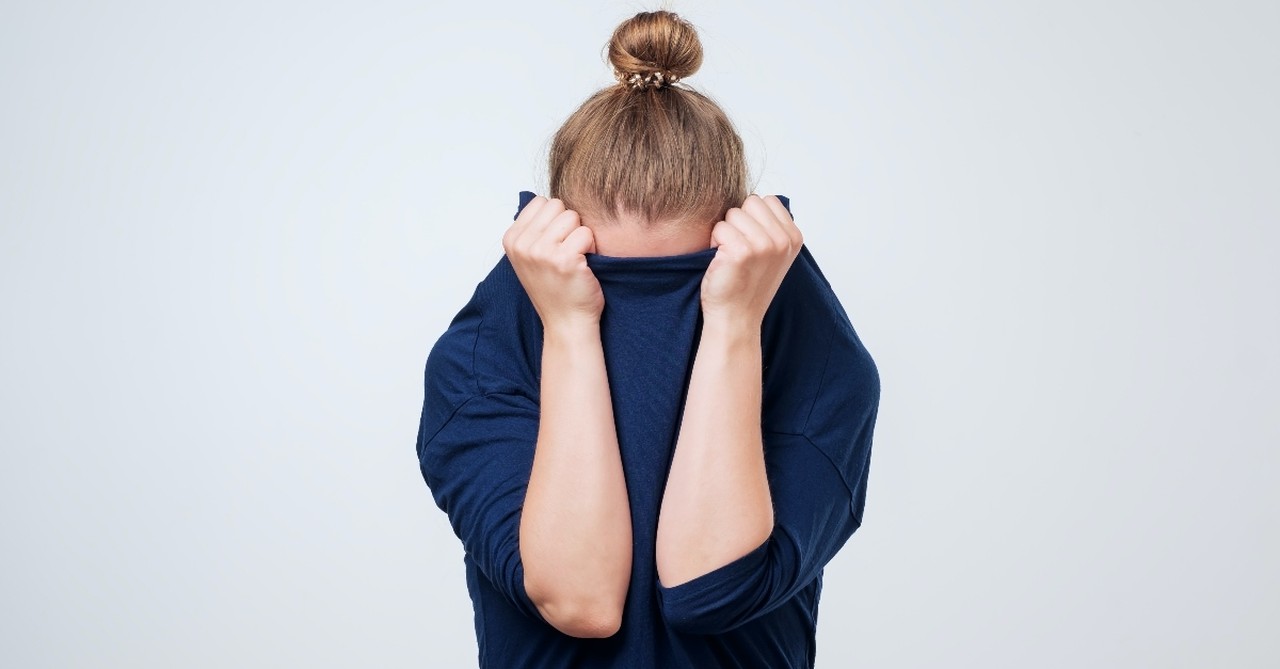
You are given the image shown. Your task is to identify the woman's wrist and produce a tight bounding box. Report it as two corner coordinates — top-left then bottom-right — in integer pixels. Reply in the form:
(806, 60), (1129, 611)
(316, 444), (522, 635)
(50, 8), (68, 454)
(703, 310), (763, 345)
(543, 313), (600, 345)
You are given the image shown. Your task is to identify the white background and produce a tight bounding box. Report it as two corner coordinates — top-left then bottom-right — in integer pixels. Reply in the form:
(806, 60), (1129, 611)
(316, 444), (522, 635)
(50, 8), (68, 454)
(0, 0), (1280, 669)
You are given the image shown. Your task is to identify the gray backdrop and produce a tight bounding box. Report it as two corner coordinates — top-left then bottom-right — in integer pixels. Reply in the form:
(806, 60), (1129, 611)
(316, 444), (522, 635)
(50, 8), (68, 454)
(0, 0), (1280, 669)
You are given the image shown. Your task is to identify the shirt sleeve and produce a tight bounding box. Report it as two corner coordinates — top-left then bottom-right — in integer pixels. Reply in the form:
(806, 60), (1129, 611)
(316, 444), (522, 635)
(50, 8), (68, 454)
(658, 434), (869, 634)
(419, 393), (543, 620)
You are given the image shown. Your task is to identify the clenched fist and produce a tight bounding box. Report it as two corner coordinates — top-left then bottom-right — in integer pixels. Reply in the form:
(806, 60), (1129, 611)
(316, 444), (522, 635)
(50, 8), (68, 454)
(502, 196), (604, 329)
(701, 194), (804, 329)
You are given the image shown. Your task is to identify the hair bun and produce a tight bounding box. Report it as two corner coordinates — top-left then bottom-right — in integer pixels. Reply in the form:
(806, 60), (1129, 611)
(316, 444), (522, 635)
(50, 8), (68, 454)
(609, 10), (703, 88)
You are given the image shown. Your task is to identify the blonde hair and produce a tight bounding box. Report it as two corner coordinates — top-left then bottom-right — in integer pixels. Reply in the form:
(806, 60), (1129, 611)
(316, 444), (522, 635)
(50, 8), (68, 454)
(548, 10), (748, 224)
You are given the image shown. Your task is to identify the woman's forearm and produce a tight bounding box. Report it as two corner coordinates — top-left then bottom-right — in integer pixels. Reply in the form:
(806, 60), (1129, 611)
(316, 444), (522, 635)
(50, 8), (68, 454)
(657, 319), (773, 587)
(520, 320), (631, 637)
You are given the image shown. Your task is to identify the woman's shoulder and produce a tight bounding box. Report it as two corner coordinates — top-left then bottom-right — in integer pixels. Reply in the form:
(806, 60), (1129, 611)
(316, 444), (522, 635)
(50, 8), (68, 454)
(426, 256), (541, 402)
(762, 247), (879, 434)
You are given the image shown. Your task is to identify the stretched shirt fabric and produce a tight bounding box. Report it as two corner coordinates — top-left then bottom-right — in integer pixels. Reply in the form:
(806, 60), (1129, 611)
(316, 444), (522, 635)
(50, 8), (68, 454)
(417, 192), (879, 669)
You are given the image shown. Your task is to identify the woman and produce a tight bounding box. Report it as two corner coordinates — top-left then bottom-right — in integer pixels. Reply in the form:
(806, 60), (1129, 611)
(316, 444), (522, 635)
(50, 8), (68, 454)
(417, 12), (879, 669)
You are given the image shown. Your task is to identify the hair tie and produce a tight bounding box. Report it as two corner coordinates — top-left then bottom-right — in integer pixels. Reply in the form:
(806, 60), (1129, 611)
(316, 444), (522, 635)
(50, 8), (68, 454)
(617, 72), (680, 91)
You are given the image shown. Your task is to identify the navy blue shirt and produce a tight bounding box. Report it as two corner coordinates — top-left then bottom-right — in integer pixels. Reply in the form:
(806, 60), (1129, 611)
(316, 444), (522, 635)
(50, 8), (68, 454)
(417, 192), (879, 669)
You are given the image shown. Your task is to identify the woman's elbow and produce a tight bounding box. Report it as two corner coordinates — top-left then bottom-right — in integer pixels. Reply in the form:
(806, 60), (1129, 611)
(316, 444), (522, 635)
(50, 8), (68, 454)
(532, 597), (622, 638)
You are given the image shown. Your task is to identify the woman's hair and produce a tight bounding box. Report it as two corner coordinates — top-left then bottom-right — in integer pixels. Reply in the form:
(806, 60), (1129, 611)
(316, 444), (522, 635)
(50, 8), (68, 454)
(549, 12), (748, 224)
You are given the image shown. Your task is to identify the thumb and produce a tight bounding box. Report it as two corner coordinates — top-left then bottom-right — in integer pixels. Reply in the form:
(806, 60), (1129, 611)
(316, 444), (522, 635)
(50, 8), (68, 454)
(563, 225), (595, 253)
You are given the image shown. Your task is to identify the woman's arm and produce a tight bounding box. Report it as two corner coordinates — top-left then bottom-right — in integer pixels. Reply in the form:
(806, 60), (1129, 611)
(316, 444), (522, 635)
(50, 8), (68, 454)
(503, 197), (632, 637)
(657, 196), (803, 587)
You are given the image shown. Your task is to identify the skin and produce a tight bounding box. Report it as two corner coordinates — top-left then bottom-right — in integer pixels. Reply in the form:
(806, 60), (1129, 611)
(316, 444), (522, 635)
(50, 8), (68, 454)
(503, 194), (803, 637)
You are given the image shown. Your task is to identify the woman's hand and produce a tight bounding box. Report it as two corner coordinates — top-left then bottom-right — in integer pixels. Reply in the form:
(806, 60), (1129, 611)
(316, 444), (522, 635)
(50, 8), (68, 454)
(701, 194), (804, 327)
(502, 196), (604, 329)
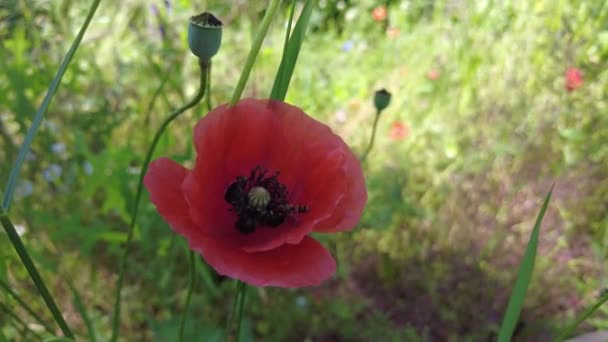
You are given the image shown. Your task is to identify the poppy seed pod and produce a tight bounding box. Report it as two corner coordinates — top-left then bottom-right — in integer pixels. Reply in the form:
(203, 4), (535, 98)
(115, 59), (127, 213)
(374, 89), (391, 112)
(188, 12), (222, 61)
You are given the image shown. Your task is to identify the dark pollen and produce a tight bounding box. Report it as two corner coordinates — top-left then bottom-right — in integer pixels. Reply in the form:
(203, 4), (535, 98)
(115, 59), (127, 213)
(224, 166), (310, 234)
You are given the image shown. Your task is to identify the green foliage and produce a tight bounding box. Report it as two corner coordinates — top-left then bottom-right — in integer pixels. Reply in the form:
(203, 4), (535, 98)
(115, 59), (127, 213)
(0, 0), (608, 341)
(498, 187), (553, 342)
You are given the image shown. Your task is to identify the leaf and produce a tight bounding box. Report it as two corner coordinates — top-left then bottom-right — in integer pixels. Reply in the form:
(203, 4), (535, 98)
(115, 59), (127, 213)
(270, 0), (313, 101)
(498, 186), (553, 342)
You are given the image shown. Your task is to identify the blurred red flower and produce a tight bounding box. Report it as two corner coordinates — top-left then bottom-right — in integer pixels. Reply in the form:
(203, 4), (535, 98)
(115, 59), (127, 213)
(426, 69), (441, 81)
(566, 68), (583, 92)
(389, 121), (410, 141)
(144, 99), (367, 287)
(372, 6), (388, 21)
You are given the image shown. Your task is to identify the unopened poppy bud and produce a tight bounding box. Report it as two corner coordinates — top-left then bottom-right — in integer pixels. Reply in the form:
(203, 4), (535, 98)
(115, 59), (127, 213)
(374, 89), (391, 112)
(247, 186), (271, 210)
(188, 12), (222, 61)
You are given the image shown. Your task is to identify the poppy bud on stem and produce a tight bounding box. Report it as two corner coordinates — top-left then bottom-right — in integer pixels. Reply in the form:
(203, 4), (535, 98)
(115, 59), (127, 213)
(188, 12), (222, 62)
(361, 88), (391, 163)
(110, 13), (222, 342)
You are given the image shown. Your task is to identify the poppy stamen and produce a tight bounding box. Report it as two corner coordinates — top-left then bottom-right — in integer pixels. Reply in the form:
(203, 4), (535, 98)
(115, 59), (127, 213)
(224, 166), (310, 234)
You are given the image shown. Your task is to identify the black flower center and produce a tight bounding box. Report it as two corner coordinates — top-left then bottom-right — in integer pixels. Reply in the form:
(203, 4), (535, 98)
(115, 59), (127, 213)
(224, 166), (309, 234)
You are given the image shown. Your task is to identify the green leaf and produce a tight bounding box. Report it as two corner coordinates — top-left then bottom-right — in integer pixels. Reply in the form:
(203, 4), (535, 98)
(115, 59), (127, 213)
(68, 282), (97, 342)
(270, 0), (313, 101)
(498, 186), (553, 342)
(555, 291), (608, 341)
(2, 0), (101, 212)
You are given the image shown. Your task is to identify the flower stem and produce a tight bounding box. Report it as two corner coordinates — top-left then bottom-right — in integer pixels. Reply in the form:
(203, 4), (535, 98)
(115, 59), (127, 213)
(179, 251), (196, 342)
(361, 111), (381, 163)
(226, 280), (247, 342)
(555, 294), (608, 341)
(0, 207), (74, 338)
(207, 64), (213, 111)
(230, 0), (281, 105)
(236, 282), (247, 342)
(111, 61), (210, 342)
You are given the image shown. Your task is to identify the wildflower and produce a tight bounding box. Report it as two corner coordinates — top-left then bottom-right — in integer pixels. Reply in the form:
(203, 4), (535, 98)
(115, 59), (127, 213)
(144, 99), (367, 287)
(426, 69), (441, 81)
(82, 160), (93, 176)
(51, 143), (65, 154)
(566, 67), (583, 92)
(336, 109), (348, 123)
(389, 121), (410, 141)
(42, 164), (62, 182)
(372, 6), (387, 21)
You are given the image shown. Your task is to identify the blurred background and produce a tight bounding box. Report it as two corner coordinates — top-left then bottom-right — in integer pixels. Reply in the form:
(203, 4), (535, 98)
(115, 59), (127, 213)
(0, 0), (608, 341)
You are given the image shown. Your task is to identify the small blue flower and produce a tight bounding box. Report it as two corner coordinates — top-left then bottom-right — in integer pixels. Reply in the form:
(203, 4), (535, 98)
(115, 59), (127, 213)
(42, 164), (62, 182)
(342, 40), (355, 52)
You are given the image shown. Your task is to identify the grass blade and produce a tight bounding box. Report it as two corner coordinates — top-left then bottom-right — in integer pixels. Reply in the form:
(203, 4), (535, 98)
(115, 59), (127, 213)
(68, 283), (97, 342)
(555, 293), (608, 341)
(0, 208), (74, 338)
(0, 279), (54, 333)
(498, 186), (553, 342)
(2, 0), (101, 212)
(270, 0), (313, 101)
(110, 61), (209, 342)
(230, 0), (281, 105)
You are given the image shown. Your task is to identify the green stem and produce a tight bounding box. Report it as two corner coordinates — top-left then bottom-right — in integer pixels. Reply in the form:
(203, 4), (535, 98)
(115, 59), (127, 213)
(111, 61), (210, 342)
(0, 279), (54, 333)
(179, 251), (196, 341)
(68, 281), (97, 342)
(283, 0), (296, 51)
(555, 294), (608, 341)
(0, 303), (43, 341)
(2, 0), (101, 212)
(361, 111), (380, 164)
(0, 208), (74, 339)
(207, 64), (213, 112)
(235, 282), (247, 342)
(230, 0), (281, 105)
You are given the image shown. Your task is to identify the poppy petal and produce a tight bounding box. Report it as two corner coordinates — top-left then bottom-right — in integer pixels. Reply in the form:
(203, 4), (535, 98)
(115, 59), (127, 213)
(191, 236), (336, 288)
(314, 139), (367, 233)
(144, 158), (195, 236)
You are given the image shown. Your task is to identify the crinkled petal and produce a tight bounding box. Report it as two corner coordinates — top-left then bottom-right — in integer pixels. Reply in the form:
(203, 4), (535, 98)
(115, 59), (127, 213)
(144, 158), (196, 237)
(188, 99), (352, 252)
(191, 236), (336, 288)
(314, 139), (367, 233)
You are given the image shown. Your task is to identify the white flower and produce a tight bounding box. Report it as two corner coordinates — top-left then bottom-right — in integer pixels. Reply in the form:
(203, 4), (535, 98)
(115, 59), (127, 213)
(42, 164), (62, 182)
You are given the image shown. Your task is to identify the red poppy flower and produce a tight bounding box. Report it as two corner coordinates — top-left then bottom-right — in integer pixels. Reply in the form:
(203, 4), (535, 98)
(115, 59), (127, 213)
(566, 68), (583, 92)
(144, 99), (367, 287)
(372, 6), (388, 21)
(389, 121), (410, 141)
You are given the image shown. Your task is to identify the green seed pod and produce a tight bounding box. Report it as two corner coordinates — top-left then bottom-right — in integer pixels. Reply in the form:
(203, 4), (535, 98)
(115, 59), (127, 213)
(247, 186), (271, 211)
(374, 89), (391, 112)
(188, 12), (222, 61)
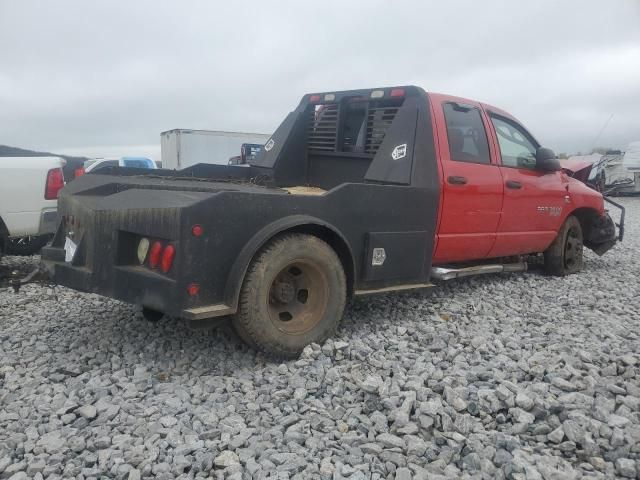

++++++++++

**Task details**
Copy the records verbatim, beginning at the line that contains "identify the navy" and ending after the line that contains "(503, 194), (803, 637)".

**Solved exercise**
You are given the image shown. Your task is to identify the navy blue shirt and produce a tight bounding box. Report it as two corner coordinates — top-left then bottom-right — in integer pixels. Reply in the form:
(806, 60), (1129, 611)
(316, 444), (522, 635)
(50, 8), (68, 454)
(417, 192), (879, 669)
You are given the image shown. Your task is to identify the woman's elbow and produce a tight bounding box. Report it as two corner coordinates — top-left then bottom-right — in integer pixels. Reply in the form:
(806, 60), (1129, 611)
(316, 444), (522, 635)
(50, 8), (68, 454)
(532, 597), (622, 638)
You are given the image shown. Your task is to identify the woman's hair and produce a tight bounding box. Report it as two corner coordinates — top-left then bottom-right — in integer pixels. Reply in the form:
(806, 60), (1129, 611)
(316, 444), (522, 635)
(50, 8), (68, 454)
(549, 12), (748, 224)
You are given the image shown. Your task is to identify the thumb and produce a tight bounding box. Report it as two corner coordinates — top-left then bottom-right — in integer pixels. Reply in the form:
(806, 60), (1129, 611)
(316, 444), (522, 635)
(50, 8), (68, 454)
(563, 225), (595, 253)
You are given the image shown. Your task is to identify the woman's arm and produce a tight bounding box. Report it as two corner coordinates — top-left then bottom-right — in integer pixels. Reply in the form:
(806, 60), (1129, 611)
(316, 444), (522, 635)
(50, 8), (68, 454)
(503, 197), (632, 637)
(657, 196), (803, 587)
You are given the image shown. Your task is to identify the skin and produce a tight bounding box. Report it as two corner coordinates — top-left then bottom-right — in integer pixels. Reply in the form:
(806, 60), (1129, 611)
(316, 444), (522, 635)
(50, 8), (68, 454)
(503, 194), (803, 637)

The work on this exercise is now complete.